_Directive_.
Please write out all of the records below, keeping every line word for word.

-- BEGIN Listed records --

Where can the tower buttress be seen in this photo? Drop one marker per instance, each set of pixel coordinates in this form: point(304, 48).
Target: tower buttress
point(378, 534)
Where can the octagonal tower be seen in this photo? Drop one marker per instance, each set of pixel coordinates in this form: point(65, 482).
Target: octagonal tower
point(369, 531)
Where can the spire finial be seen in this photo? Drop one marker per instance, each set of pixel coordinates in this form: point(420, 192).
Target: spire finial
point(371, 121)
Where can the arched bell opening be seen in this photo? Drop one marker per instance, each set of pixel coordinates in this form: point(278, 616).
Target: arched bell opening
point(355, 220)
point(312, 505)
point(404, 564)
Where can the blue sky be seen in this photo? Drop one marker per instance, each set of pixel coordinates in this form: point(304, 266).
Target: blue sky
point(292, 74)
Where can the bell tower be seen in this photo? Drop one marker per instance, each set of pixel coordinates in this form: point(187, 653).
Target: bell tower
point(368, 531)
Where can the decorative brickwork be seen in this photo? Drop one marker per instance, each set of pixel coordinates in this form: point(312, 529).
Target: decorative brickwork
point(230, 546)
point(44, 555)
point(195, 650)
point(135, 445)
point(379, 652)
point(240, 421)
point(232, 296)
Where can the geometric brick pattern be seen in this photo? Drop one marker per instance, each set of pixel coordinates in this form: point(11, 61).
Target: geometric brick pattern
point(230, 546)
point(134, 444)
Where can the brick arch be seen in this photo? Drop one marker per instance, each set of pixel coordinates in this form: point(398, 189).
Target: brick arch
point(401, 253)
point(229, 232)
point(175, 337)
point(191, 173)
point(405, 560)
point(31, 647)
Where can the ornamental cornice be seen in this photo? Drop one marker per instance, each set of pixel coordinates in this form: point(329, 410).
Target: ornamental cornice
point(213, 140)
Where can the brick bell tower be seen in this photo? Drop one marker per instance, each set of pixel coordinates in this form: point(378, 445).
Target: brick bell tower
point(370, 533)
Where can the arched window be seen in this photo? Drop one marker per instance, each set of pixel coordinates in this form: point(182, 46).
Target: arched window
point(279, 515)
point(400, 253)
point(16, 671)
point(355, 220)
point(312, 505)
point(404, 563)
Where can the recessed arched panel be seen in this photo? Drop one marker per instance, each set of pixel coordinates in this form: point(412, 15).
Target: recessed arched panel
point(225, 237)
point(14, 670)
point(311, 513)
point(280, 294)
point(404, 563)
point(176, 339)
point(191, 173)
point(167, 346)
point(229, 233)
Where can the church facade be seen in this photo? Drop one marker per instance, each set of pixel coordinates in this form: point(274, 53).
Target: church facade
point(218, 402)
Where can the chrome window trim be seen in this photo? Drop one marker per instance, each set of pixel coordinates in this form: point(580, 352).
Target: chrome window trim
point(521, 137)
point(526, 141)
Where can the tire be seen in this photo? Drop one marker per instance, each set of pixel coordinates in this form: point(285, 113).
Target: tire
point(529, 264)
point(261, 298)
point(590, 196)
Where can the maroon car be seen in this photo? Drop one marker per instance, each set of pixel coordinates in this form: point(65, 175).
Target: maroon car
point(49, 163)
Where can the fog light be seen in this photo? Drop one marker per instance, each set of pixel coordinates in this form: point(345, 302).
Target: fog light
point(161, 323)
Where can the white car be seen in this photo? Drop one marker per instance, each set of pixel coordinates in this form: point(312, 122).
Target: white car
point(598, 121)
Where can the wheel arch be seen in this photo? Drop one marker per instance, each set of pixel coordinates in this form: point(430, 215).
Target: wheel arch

-- END Listed records --

_Exercise solution_.
Where can the tower buttress be seen in this photo? Drop one marker per instance, each set of pixel coordinates in this form: point(304, 48).
Target: tower buttress
point(378, 534)
Where can the octagonal tower be seen in this photo? Drop one marker per instance, each set of pixel coordinates in this form: point(65, 482).
Target: octagonal tower
point(369, 531)
Where can the spire finial be seen in this photo? Drop one marker per instance, each set of pixel coordinates in this form: point(420, 192).
Target: spire finial
point(371, 121)
Where can the arched bell opening be seen in this photo? Drop one marker per instance, each set of pixel coordinates in this form: point(278, 616).
Target: arched bell opening
point(355, 220)
point(312, 505)
point(404, 564)
Where can the blue sky be seen in this photo? Drop one marker per instance, each set of pixel coordinates in this form: point(304, 266).
Target: blue sky
point(292, 74)
Where can the bell tower be seen in this photo? Drop one marker per instance, each set of pixel coordinates in this form: point(187, 653).
Target: bell tower
point(368, 531)
Where can the decorative brickwork be seen in this photo? Drop one marker per instance, each set of pixel coordinates in this form: point(312, 529).
Target: decorative brickwork
point(230, 546)
point(44, 555)
point(195, 650)
point(135, 445)
point(379, 652)
point(240, 421)
point(232, 296)
Where can the geometric brick pattern be seen in this photo? Drop one marker per instance, each set of pixel coordinates in this form: point(11, 61).
Target: geometric brick pattern
point(230, 546)
point(134, 444)
Where can the brick arch be seen in this photo? Drop one marker per instance, each set of pixel coordinates in this form: point(398, 189).
Target: brick arch
point(401, 253)
point(229, 232)
point(175, 337)
point(191, 173)
point(405, 560)
point(31, 647)
Where can the ornamental cornice be seen in this photo? Drop one marker per instance, each set of pixel coordinates in this form: point(329, 410).
Target: ornamental cornice
point(213, 140)
Where can the brick bell tower be seen in this photo? Drop one marker per instance, each set of pixel coordinates in this form: point(378, 445).
Target: brick bell tower
point(370, 533)
Where can the arched window be seen in this photo? Drop one marker per instance, each set of pixel coordinates in this form: point(182, 46).
Target: arched window
point(279, 515)
point(400, 253)
point(16, 671)
point(355, 220)
point(312, 505)
point(404, 563)
Where can the recessed arched panel be seen in this photo? Drop one marker per instance, each set of pixel coordinates in this form: point(412, 15).
Target: recessed arched panel
point(225, 237)
point(14, 670)
point(311, 513)
point(280, 294)
point(404, 563)
point(176, 339)
point(191, 173)
point(167, 346)
point(229, 233)
Where can the church facade be seen in this photo? Drop one marker per instance, each set of pixel coordinates in this form: point(274, 53).
Target: church facade
point(218, 402)
Where can the chrome window trim be seen in this photo? Drop one marker per instance, each set of pixel coordinates in this form: point(580, 352).
Target: chrome window trim
point(521, 137)
point(526, 141)
Where can the tire be seen in this photo? Drop one marker per instance, each set of pixel coordinates in this form: point(285, 113).
Target: tire
point(529, 264)
point(261, 298)
point(590, 196)
Where can the maroon car be seen in this photo? Drop one marker per instance, each set of pixel coordinates in this form: point(65, 175).
Target: maroon car
point(49, 163)
Where can the fog light be seen in this photo? Drop one marker per instance, each set of pixel coordinates in this form: point(345, 302).
Target: fog light
point(161, 323)
Where can the white car be seen in this photo? Drop one marker per instance, each set of pixel coordinates in this form: point(312, 122).
Target: white car
point(598, 121)
Where can the wheel arch be seen in this photo? Drop one marker per instance, each set of pixel coordinates in this form: point(430, 215).
Target: wheel arch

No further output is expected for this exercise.